— EXIGENCES DU PROBLÈME —
Poursuivez, s'il vous plaît, le texte sur Hugues Jacquet et les savoir-faire à la suite de sa dernière phrase.

— TEXTE CHOISI —
==================================================
Hugues Jacquet, documenter les savoir-faire

Diplômé en sciences politiques, en histoire de l’art et en développement durable, Hugues Jacquet est socio-historien. Il est spécialisé dans les savoir-faire, leur évolution dans l’histoire et l’actualité de leurs apports esthétiques et socio-économiques. Il est l’auteur de L’Intelligence de la main (L’Harmattan, 2012) et de nombreux articles sur le sujet dont certains ouvrages de la collection Savoir et Faire d’Actes Sud. Il conduit ses recherches en France et à l’étranger, en cherchant à montrer la complémentarité et l’influence mutuelle entre les œuvres de la main et celles de l’esprit. Invité par le JAD à assurer le commissariat de l’exposition de la rentrée 2024, Hugues Jacquet déroule dans cette "Chronique de la création" un récit articulé autour de la rencontre, du faire ensemble, des échecs et des réussites.

Extrait de la vidéo de présentation de l’exposition © CD92 – 2024

Vous êtes sociologue et historien spécialisé dans les savoir-faire. Pourriez-vous revenir sur votre parcours et les origines de votre engagement pour ce sujet ?

J’ai d’abord étudié les sciences politiques à l’Institut d’Études Politiques de Grenoble, puis en master à la Sorbonne. Je suivais en même temps un master en histoire de l’art. Déjà à l’époque, il y avait déjà un tropisme pour les savoir-faire dans ce que j’ai étudié en histoire de l’art, mais aussi dans la sociologie et les sciences humaines enseignées à Sciences Po.

J’ai commencé ma carrière professionnelle au Ministère des Affaires Étrangères. J’ai ensuite travaillé au Canada où déjà, je m’intéressais à ces questions liées aux savoir-faire au Harbourfront Centre à Toronto. Dans cette ancienne usine électrique reconvertie, il y avait un étage entier d’ateliers, et un autre qui était consacré à l’administration et à la théorie sur les savoir-faire : leur mise en valeur et leur conservation, au sens muséal du terme. Défendre le fait qu’il était nécessaire d’apporter un soutien théorique et critique aux savoir-faire était assez innovant pour l’époque.
==================================================
— Données d'annotation par coordonnées —
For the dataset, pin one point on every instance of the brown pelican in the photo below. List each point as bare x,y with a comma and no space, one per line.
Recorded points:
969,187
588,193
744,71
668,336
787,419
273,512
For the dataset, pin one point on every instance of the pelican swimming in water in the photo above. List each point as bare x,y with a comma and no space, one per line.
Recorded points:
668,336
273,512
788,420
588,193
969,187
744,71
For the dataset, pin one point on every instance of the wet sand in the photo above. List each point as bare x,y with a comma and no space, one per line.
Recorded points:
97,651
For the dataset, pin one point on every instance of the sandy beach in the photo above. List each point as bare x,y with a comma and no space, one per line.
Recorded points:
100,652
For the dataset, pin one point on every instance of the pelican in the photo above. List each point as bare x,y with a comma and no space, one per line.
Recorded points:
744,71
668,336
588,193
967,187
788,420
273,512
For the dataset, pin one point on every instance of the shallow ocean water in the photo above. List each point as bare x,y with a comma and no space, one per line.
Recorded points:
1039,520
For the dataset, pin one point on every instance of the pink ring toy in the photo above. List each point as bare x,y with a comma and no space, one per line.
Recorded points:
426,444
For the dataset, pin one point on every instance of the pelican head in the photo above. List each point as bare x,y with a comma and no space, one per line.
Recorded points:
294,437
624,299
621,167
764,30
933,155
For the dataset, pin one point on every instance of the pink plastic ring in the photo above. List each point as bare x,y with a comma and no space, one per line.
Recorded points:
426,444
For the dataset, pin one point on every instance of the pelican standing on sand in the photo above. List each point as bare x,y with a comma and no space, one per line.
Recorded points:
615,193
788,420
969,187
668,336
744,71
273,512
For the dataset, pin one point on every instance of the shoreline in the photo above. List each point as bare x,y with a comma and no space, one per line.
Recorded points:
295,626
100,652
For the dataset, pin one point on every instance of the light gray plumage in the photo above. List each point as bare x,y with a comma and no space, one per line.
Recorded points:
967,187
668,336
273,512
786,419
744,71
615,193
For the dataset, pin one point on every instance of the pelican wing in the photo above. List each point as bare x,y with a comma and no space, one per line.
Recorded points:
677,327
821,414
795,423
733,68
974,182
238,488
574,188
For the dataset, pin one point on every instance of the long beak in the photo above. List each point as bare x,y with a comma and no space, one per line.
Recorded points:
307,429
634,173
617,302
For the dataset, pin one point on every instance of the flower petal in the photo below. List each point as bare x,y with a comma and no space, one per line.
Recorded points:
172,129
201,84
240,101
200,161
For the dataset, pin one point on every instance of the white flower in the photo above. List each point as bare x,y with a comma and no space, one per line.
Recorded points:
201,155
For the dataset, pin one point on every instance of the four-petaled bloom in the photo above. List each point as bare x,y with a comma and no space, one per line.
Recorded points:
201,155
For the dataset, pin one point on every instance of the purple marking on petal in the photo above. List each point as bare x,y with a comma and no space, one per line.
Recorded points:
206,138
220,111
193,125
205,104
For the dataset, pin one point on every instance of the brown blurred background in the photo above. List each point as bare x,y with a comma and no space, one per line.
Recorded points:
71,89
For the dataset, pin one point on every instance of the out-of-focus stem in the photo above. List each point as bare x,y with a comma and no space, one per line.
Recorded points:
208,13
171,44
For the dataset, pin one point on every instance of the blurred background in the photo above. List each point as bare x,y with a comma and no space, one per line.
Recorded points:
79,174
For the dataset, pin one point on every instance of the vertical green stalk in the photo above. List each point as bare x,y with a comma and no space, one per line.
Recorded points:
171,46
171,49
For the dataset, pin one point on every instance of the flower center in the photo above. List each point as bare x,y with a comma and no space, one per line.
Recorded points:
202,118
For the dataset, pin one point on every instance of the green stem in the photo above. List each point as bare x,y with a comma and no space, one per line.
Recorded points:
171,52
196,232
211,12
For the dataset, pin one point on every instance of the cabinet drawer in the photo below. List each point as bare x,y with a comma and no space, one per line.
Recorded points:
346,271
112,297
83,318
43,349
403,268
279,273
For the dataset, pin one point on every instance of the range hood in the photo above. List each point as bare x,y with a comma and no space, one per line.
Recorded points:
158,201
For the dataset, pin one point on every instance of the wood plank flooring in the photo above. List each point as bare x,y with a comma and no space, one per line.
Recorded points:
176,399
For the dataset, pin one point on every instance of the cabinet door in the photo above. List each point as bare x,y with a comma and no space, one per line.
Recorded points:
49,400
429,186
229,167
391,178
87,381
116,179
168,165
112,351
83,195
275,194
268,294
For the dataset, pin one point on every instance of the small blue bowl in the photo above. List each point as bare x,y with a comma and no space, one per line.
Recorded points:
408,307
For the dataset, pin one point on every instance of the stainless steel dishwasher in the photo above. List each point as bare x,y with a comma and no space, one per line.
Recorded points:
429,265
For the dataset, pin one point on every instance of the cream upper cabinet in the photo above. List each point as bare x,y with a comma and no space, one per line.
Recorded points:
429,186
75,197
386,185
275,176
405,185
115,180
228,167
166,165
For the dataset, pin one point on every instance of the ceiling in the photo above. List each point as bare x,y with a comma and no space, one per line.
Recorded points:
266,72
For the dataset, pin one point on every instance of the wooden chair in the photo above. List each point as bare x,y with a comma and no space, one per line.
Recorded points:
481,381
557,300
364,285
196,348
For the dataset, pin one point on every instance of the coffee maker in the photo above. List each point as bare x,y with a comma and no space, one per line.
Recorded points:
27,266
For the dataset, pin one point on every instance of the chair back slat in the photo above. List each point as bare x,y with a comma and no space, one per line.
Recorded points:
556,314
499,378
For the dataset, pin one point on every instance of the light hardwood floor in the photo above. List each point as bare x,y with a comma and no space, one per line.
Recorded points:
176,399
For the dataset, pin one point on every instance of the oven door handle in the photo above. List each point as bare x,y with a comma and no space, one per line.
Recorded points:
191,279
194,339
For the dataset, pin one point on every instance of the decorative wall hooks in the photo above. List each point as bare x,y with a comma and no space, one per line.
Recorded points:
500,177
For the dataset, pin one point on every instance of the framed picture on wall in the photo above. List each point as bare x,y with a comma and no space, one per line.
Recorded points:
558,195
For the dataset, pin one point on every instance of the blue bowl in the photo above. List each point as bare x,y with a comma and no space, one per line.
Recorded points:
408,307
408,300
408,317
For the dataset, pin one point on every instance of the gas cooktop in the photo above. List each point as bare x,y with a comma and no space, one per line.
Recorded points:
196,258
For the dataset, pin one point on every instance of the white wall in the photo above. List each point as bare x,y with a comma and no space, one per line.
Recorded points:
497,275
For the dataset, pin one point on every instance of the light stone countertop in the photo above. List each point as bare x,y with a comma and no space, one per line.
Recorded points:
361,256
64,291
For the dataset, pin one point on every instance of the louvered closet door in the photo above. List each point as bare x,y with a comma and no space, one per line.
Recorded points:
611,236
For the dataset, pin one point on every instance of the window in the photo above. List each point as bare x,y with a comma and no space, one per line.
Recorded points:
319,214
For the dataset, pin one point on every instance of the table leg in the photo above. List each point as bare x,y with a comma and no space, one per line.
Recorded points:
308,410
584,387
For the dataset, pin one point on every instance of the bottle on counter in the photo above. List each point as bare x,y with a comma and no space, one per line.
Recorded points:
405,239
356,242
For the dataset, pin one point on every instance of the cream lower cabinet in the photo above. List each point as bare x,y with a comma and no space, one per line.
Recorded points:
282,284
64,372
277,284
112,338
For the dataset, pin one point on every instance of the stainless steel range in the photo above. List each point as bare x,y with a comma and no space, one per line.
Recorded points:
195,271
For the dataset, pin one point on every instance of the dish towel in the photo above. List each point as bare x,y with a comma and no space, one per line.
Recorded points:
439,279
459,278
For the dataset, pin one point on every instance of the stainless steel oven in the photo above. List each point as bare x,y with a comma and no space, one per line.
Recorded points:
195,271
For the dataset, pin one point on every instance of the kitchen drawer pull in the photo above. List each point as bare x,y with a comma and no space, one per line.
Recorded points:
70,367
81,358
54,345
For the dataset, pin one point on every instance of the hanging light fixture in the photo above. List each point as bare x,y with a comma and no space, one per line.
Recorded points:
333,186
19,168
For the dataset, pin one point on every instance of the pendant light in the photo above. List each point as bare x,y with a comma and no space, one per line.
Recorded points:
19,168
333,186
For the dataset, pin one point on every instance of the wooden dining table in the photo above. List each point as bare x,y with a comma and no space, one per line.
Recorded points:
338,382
==================================================
— RÉPONSE RÉDIGÉE —
De Toronto, j’ai été appelé aux Affaires étrangères pour occuper un poste de responsable de la communication au Consulat Général à Bombay en Inde où je suis resté près de quatre ans. Il s’agit d’un poste mixte, assez rare dans le réseau diplomatique (Ministère des Affaires étrangères et Ministère de l’Économie). Au vu de la diversité incroyable du monde des savoir-faire manuels et matériels en Inde, je m’y suis beaucoup intéressé. J’ai écrit une série de documentaires et près de 90 capsules vidéo de cinq minutes qui s’appelaient “À demain en Inde” et qui mettaient en avant les savoir-faire manuels. Dans ces cinq minutes, la découverte d’un savoir-faire manuel amenait toujours à un moment donné à un effet de bascule, révélant une clé de compréhension culturelle, sociale, économique ou politique du sous-continent indien. 

En revenant en France, j’ai quitté les Affaires étrangères pour m’intéresser aux questions de durabilité. J’ai intégré en formation continue le Master en Développement durable et responsabilité des organisations de Paris-Dauphine (DDO). J’étais plus âgé, c’était au début de la trentaine. J’ai travaillé à nouveau sur la notion d’artisanat et de savoir-faire manuel, cette fois sous l’angle du vivre ensemble. Au travers d’une série d’entretiens et en m’appuyant sur les outils de la sociologie, j’ai également essayé de comprendre comment avait pu se créer dans le temps et dans le discours, l’opposition entre professions intellectuelles et métiers manuels.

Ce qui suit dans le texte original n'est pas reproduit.